I’m not building a house, really. More like a giant pile of paper. Papers like subdivision maps, soil test results, perk maps, applications for minor subdivision, biology and geology reports, well water tests, botanical diversity analyses, and proctology reports. Sorry, not even my joke. But all of those things are required before we can subdivide, which is the precondition for applying for a permit to build.
Of all of these, the biggest hurdle is the dreaded California Tiger Salamander. Known as simply “CTS”, the California Tiger Salamander has been used as a lever to slow development. Any port in a storm, I suppose – people rightly object to these horrible McMansions appearing in what used to be cow pastures. Sadly, family projects like ours are what really get stopped. The builders can afford to get involved in “mitigation”, or the purchase of wetlands for preservation, typically at a ratio of 2:1 or 4:1. That is, for every acre of habitat they destroy, they buy two acres of wetlands from some clever hippies who DID take that deal to buy swampland… The cost of all of this is passed on to the buyer (at a 20% markup), who has some savagely complex loan to pay for all of this, and everyone makes money… right? We all know how this ends, but I’m not going to get into a diatribe about sub-prime loans.

┄┄┄┄┄┄┄┄┄┄

Carry on the personal essay about subdividing family land and the California Tiger Salamander, picking up right after its final sentence about sub-prime loans.

(Collected material)
┄┄┄┄┄┄┄┄┄┄

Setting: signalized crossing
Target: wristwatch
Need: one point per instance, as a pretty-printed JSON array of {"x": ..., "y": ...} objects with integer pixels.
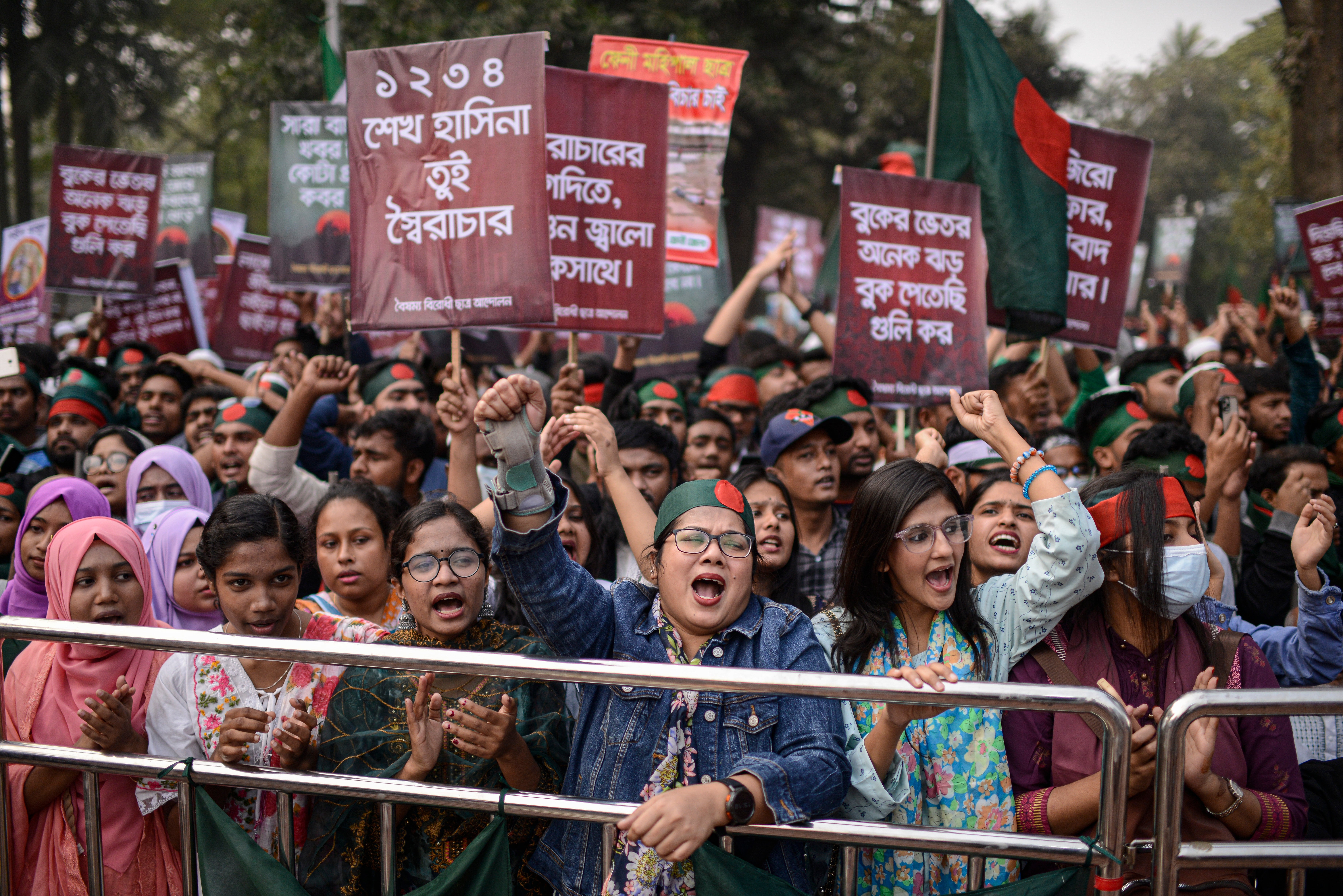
[{"x": 741, "y": 803}]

┄┄┄┄┄┄┄┄┄┄

(Response)
Everything is controlled by the county, who stands to profit quite a bit from our project. $10,000 for the permit application to subdivide, and about $20,000 for the house permit. $30,000 if I build a larger home. The county would love to approve our permits. However, the CTS decision is in the hands of California Fish and Game. Fortunately, the biologist took a quick look at our land, mumbled “Give me a break” and dashed off a quick report saying, “Ain’t got none.” So now we wait… and wait. The most recent word is that Fish & Game is re-writing the standards for CTS in Sonoma county, and they’ll make a decision about our parcel only after they’ve done so. Holy ex-post-facto, captain! We’re told that, typically, it takes the state between 8 weeks and 6 months to make a decision. In exceptional cases, it can take more than two years. Of course, since they’re rewriting the policy, there’s no telling when they’ll get around to it (our biologist was told by the state: “We’ll get to it when we get to it.” Oh, we’re also told that a verdict of “no salamanders” from a state licensed biologist can mean a mitigation ratio of as low as 0.2:1. Apparently, you can’t PROVE you have no salamanders. It’s exact opposite of math – an example provides positive proof.
In the meantime, I’m getting my septic system designed and doing soil testing, choosing building sites, and refining my designs. It’s nice to not be in a hurry.